## SELECTED EXTRACT
- - - -
This chapter starts with operator overloading, which lets you use standard C++ operators such as = and + with class objects. Then it examines friends, the C++ mechanism for letting nonmember functions access private data. Finally, it looks at how you can instruct C++ to perform automatic type conversions with classes. As you go through this and the next chapter, you'll gain a greater appreciation of the roles class constructors and class destructors play. Also, you'll see some of the stages you may go through as you develop and improve a class design.
One difficulty with learning C++, at least by the time you've gotten this far into the subject, is that there is an awful lot to remember. And it's unreasonable to expect to remember it all until you've logged enough experience on which to hang your memories. Learning C++, in this respect, is like learning a feature-laden word processor or spreadsheet program. No one feature is that daunting, but, in practice, most people really know well only those features they use regularly, such as searching for text or italicizing. You may recall having read somewhere how to generate alternative characters or create a table of contents, but those skills probably won't be part of your daily repertoire until you find yourself in a situation in which you need them frequently. Probably the best approach to absorbing the wealth of material in this chapter is to begin incorporating just some of these new features into your own C++ programming. As your experiences enhance your understanding and appreciation of these features, begin adding other C++ features. As Bjarne Stroustrup, the creator of C++, suggested at a C++ conference for professional programmers: "Ease yourself into the language. Don't feel you have to use all of the features, and don't try to use them all on the first day."
- - - -
## COLLECTED MATERIAL
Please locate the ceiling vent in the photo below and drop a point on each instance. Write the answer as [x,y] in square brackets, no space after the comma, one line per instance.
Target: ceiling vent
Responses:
- - - -
## OBJECTIVE
According to the C++ chapter introduction, why is it unreasonable to expect to remember everything about C++ at this point? Answer in one to three sentences. The lines after the passage are separate material.

## FINISHED EXERCISE
Remembering it all isn't realistic until you've built up enough experience to hang those memories on. The passage compares this to a feature-laden word processor or spreadsheet program, where people really know well only the features they use regularly.